** Opening Data supplied block **

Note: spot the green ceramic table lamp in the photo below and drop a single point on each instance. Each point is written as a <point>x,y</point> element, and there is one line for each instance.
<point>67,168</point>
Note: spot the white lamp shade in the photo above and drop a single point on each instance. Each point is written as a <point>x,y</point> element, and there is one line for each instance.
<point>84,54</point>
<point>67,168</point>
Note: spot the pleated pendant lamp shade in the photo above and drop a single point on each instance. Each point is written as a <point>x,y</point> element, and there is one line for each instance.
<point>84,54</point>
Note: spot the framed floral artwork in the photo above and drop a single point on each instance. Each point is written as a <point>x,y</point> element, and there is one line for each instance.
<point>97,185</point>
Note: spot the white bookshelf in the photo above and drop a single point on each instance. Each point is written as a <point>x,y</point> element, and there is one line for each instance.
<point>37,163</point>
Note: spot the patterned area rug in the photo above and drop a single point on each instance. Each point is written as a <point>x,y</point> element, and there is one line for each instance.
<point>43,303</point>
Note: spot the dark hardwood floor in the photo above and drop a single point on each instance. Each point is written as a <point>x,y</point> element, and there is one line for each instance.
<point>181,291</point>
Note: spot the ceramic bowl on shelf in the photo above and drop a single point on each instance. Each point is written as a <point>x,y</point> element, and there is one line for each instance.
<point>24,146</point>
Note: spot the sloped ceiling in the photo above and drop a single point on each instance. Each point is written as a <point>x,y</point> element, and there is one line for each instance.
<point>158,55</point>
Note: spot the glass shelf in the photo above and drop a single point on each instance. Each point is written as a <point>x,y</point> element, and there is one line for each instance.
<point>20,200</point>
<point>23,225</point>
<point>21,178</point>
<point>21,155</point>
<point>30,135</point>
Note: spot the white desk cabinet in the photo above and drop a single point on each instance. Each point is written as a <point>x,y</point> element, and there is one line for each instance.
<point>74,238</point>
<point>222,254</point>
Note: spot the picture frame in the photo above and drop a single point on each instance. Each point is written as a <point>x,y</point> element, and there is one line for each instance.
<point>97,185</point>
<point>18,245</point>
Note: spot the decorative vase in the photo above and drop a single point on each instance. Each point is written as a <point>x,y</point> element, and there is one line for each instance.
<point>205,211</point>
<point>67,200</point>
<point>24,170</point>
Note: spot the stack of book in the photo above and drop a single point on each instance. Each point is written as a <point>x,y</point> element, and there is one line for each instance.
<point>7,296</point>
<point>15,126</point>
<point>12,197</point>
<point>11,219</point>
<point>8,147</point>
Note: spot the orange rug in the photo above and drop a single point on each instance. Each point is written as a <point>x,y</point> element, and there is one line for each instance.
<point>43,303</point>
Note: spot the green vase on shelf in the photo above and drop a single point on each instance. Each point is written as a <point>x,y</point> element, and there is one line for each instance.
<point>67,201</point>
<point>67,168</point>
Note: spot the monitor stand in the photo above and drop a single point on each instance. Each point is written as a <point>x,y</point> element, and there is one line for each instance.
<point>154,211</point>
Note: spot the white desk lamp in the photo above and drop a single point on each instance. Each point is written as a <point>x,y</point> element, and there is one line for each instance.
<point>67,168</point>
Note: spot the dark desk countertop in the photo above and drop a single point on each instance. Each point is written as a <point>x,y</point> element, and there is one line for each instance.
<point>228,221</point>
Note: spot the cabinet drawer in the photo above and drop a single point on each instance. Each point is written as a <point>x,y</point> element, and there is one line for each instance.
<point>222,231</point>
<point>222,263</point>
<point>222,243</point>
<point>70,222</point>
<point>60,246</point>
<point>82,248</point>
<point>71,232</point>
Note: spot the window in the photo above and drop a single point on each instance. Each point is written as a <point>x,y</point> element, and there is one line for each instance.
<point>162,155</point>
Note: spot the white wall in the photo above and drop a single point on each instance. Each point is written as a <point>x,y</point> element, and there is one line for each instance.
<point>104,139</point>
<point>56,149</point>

** Closing Data supplied block **

Transcribe the data above exactly as it reads.

* Task solution:
Note: spot the green ceramic table lamp in the photo below and drop a single point on each instance. Each point is written as a <point>x,y</point> element, and there is one line for each instance.
<point>67,168</point>
Note: spot the white lamp shade in the photo above and drop a single point on each instance. Each point is written as a <point>x,y</point> element, and there is one line for each instance.
<point>84,54</point>
<point>67,168</point>
Note: spot the pleated pendant lamp shade in the photo above and drop a single point on each instance. Each point is written as a <point>x,y</point> element, and there is one line for each instance.
<point>84,54</point>
Note: spot the framed floral artwork in the photo above and drop a single point on each instance. Each point is written as a <point>x,y</point> element, and there is one line for each instance.
<point>97,185</point>
Note: spot the white bookshelf in the photo above and drop a single point on each instance. Each point is written as a <point>x,y</point> element, and there is one line for each instance.
<point>37,163</point>
Note: spot the patterned area rug in the photo above and drop a single point on each instance. Each point is written as a <point>x,y</point> element, and there is one line for each instance.
<point>43,303</point>
Note: spot the dark hardwood floor in the photo above and drop a single point on each instance. Each point is written as a <point>x,y</point> element, and there is one line for each instance.
<point>181,291</point>
Note: spot the ceramic bowl on shelf in the photo above and drop a single point on each instance. Each point is written as a <point>x,y</point> element, and there is one line for each instance.
<point>24,146</point>
Note: spot the sloped ceiling in the photo above and drop a single point on each instance. Each point is written as a <point>x,y</point> element, and there is one line for each instance.
<point>158,55</point>
Note: spot the glass shelf in the photo above and drop a single point on each instance. Each point is written as a <point>x,y</point> element, and there is one line for each instance.
<point>20,200</point>
<point>23,225</point>
<point>21,178</point>
<point>21,155</point>
<point>30,135</point>
Note: spot the white desk cabinet in the photo above and drop a single point on each instance. Each point is written as a <point>x,y</point> element, and there is one line for each instance.
<point>74,238</point>
<point>222,254</point>
Note: spot the picture frame in the photo above and drop a single point on each instance. Each point is written as a <point>x,y</point> element, and there is one line for each instance.
<point>97,185</point>
<point>18,245</point>
Note: spot the decorative vase in the photo above and drop a single point on each instance. Each point is written as a <point>x,y</point> element, and there is one line for each instance.
<point>205,211</point>
<point>67,200</point>
<point>24,170</point>
Note: spot the stack of book in the photo above and drop a single point on each instance. Each point is written as a <point>x,y</point> element, and there is one line for each instance.
<point>7,296</point>
<point>15,126</point>
<point>12,197</point>
<point>11,219</point>
<point>8,147</point>
Note: spot the orange rug in the photo above and drop a single point on each instance. Each point is written as a <point>x,y</point> element, and there is one line for each instance.
<point>43,303</point>
Note: spot the green vase on shelf in the photo above and drop a single point on each instance. Each point is written as a <point>x,y</point> element, and there is one line for each instance.
<point>67,201</point>
<point>67,168</point>
Note: spot the monitor stand in the photo above and drop a single point on each instance. Each point is written as a <point>x,y</point> element, and there is one line for each instance.
<point>154,211</point>
Note: spot the white desk lamp in the photo above and drop a single point on each instance. Each point is written as a <point>x,y</point> element, and there is one line for each instance.
<point>67,168</point>
Note: spot the dark desk countertop in the photo above and drop a single point on each instance. Each point is written as a <point>x,y</point> element, and there is one line for each instance.
<point>228,221</point>
Note: spot the cabinet drawer in the photo above and drop a single point on each instance. Each point is written as a <point>x,y</point> element, and there is one line for each instance.
<point>222,231</point>
<point>222,263</point>
<point>222,243</point>
<point>70,222</point>
<point>60,246</point>
<point>82,248</point>
<point>71,232</point>
Note: spot the window in the photo above and drop a single point on each instance. Each point is written as a <point>x,y</point> element, and there is one line for each instance.
<point>162,155</point>
Note: spot the white wall in the photo above and drop a single point on each instance. Each point is written as a <point>x,y</point> element, and there is one line for each instance.
<point>104,139</point>
<point>56,149</point>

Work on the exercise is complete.